START Recorded data

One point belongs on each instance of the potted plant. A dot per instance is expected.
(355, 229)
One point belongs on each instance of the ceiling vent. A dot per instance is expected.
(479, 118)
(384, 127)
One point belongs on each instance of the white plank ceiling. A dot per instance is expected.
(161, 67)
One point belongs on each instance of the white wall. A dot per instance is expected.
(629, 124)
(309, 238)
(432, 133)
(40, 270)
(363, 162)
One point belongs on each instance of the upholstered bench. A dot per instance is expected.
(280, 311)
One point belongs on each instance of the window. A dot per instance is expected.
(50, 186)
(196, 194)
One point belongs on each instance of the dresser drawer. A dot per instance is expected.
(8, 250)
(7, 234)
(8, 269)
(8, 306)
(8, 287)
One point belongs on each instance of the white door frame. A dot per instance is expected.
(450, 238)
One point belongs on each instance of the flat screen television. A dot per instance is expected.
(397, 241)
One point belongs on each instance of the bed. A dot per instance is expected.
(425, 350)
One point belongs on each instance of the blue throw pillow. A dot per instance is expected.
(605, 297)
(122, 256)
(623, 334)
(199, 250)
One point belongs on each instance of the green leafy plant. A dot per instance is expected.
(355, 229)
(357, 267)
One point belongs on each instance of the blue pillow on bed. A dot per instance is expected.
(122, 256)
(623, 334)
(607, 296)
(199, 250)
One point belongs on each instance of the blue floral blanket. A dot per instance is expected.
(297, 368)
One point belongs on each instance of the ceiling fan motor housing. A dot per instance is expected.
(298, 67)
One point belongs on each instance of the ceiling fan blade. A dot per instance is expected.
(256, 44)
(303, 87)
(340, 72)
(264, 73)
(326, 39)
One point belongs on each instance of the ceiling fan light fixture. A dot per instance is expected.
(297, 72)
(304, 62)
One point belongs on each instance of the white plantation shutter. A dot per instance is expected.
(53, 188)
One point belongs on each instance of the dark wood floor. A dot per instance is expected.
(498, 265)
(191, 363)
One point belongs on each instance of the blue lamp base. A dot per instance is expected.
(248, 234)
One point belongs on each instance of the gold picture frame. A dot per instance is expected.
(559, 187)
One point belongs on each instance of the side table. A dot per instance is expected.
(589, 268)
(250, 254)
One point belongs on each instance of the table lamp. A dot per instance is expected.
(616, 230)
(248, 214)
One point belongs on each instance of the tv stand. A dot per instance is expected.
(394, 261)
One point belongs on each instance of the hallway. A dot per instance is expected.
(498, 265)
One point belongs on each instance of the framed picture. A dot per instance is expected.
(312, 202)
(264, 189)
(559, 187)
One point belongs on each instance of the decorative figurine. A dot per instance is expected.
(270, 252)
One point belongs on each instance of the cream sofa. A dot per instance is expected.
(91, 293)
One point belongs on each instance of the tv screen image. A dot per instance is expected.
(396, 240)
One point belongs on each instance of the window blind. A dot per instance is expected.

END Recorded data

Print the records once more, exactly as written.

One point belongs on each instance of the potted plant. A dot per instance is expected.
(355, 229)
One point belongs on each instance of the ceiling vent. A dot per instance is expected.
(479, 118)
(384, 127)
One point belongs on each instance of the white plank ceiling. A dot per instance is expected.
(161, 67)
One point belongs on each instance of the white wall. A dot per instance is expected.
(629, 124)
(309, 238)
(432, 133)
(40, 270)
(363, 162)
One point belongs on each instance of the upholstered bench. A dot per instance is expected.
(280, 311)
One point belongs on each instance of the window. A dot per instance is expected.
(50, 186)
(196, 194)
One point belongs on each instance of the dresser drawer. A dot per instance is expected.
(8, 250)
(7, 234)
(8, 269)
(8, 306)
(8, 287)
One point belongs on each instance of the white door frame. A dot per instance is expected.
(450, 238)
One point belongs on each instance of the flat screen television. A dot per instance is expected.
(397, 241)
One point belongs on each instance of the bed. A dot per instance is expected.
(425, 350)
One point belongs on each instance of the blue throw pillow. A dot per instance is expected.
(605, 297)
(122, 256)
(623, 334)
(199, 250)
One point belongs on each instance of the green leafy plant. A dot per instance is expected.
(355, 229)
(357, 267)
One point belongs on each instance of the blue pillow on bed. A dot per instance is expected.
(122, 256)
(623, 334)
(607, 296)
(199, 250)
One point belongs on each instance of the blue floral blanket. A dot per instance is expected.
(297, 368)
One point belongs on each instance of the ceiling fan motor housing. A dot per instance is expected.
(298, 67)
One point belongs on each instance of the ceiling fan blade. A dot per instance is expected.
(256, 44)
(303, 87)
(340, 72)
(264, 73)
(326, 39)
One point belongs on each instance of the ceiling fan light fixture. A dot per instance is expected.
(297, 72)
(304, 62)
One point belongs on each instance of the white plantation shutter. A dot per instance is expected.
(53, 188)
One point belongs on each instance of the dark wood floor. A dot per instance is expected.
(498, 265)
(191, 363)
One point belongs on each instance of the blue lamp base. A dot per instance is expected.
(248, 234)
One point belongs on each instance of the gold picture frame. A dot per instance is expected.
(559, 187)
One point belongs on each instance of the side table. A dot per instance is expected.
(589, 268)
(250, 254)
One point belongs on each instance of the table lamp. A dot per instance is expected.
(616, 230)
(248, 214)
One point belongs on each instance of the tv stand. A dot per instance is expected.
(394, 261)
One point belongs on each instance of the hallway. A dot per instance is expected.
(498, 265)
One point belongs on each instance of the framed picture. A dot per instance is expected.
(312, 202)
(264, 189)
(559, 187)
One point belongs on each instance of the decorative figurine. A dot per instance is expected.
(270, 252)
One point belongs on each instance of the cream sofa. A dot per instance is expected.
(91, 293)
One point belongs on each instance of the tv screen image. A dot per instance is expected.
(396, 240)
One point belongs on each instance of the window blind. A dot per instance is expected.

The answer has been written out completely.